• **PASSAGE GIVEN**:

+-------+

# Eugen Jochum: Icon- The Complete EMI Recordings



## Manxfeeder (Oct 19, 2010)

I'm trying to talk myself out of getting yet another box set; I have too many Beethoven and Brahms cycles. But does anyone have this one, and is it good enough that I should take the plunge anyway?


----------



## Bruckner Anton (Mar 10, 2016)

It is generally a good box set. IMHO, The Beethoven cycle betters his earlier performance with RCO on philips (which is also quite good), and the sound quality is far superior. Although I brought this box set mainly for his Bruckner, his Beethoven really stunned me. I can hardly remember details about the Brahms cycle, as I only went through it for a few times, and it sounded not impressive to me.
Regarding the Bruckner cycle, there are many positive comments on amazon, and also some preferences on his earlier DG cycle. So it really depends on the listener. For me, I don't quite like the sound of the brass. I would suggest you have a check yourself.
Forgive me for my vague review, because I have not listen to it for a long time. I can give you more detailed feedback after I go through it again.


----------



## Gouldanian (Nov 19, 2015)

Manxfeeder said:


> I'm trying to talk myself out of getting yet another box set; I have too many Beethoven and Brahms cycles. But does anyone have this one, and is it good enough that I should take the plunge anyway?
> 
> View attachment 82842


I just glanced at my box sets after reading your comment and I have to say that I feel you...


----------



## dieter (Feb 26, 2016)

I have everything in this set apart from the Beethoven which I would buy were it to become available. I really like the Brahms;Jochum was a great Brahms conductor. The Bach B Minor Mass is great as well.


----------



## gardibolt (May 22, 2015)

It's an excellent box and an excellent value. I say yes.


----------



## Manxfeeder (Oct 19, 2010)

So far the cheapest I can find it is on Amazon but sent through the UK. Has anyone had a problem with overseas shipments?


----------



## Bayreuth (Jan 20, 2015)

Manxfeeder said:


> So far the cheapest I can find it is on Amazon but sent through the UK. Has anyone had a problem with overseas shipments?


I've had dozens of records brought to me (Madrid, Spain) from different places: Germany, USA, UK, Italy... Amazon UK has always worked really fine, but so has every Amazon shipment that I have ordered. I wouldn't worry about it


----------



## jimsumner (Jul 7, 2013)

The Bruckner cycle is a real winner.


----------



## Pugg (Aug 8, 2014)

Manxfeeder said:


> I'm trying to talk myself out of getting yet another box set; I have too many Beethoven and Brahms cycles. But does anyone have this one, and is it good enough that I should take the plunge anyway?
> 
> View attachment 82842


 My motto is: if you can afford it, just do it :tiphat:


----------



## billeames (Jan 17, 2014)

I bought it for the Brahms. Well, I have the Bruckner. Its well worth it. The Mass in b minor is supposed to be good too. 

Bill


----------

+-------+

• **PROVIDED DATA**:
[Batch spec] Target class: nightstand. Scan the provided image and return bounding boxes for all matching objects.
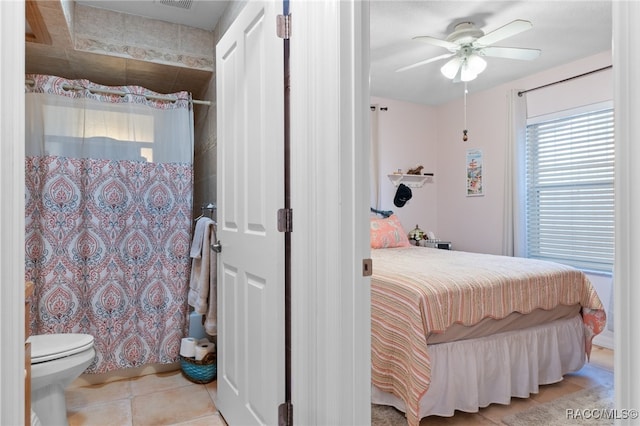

+-------+

• **EXERCISE GOAL**: From the forum thread on the Jochum box set, return verbatim the stretch from "I have everything" through "value. I say yes.".

• **CORRECT RESPONSE**:
I have everything in this set apart from the Beethoven which I would buy were it to become available. I really like the Brahms;Jochum was a great Brahms conductor. The Bach B Minor Mass is great as well.


----------



## gardibolt (May 22, 2015)

It's an excellent box and an excellent value. I say yes.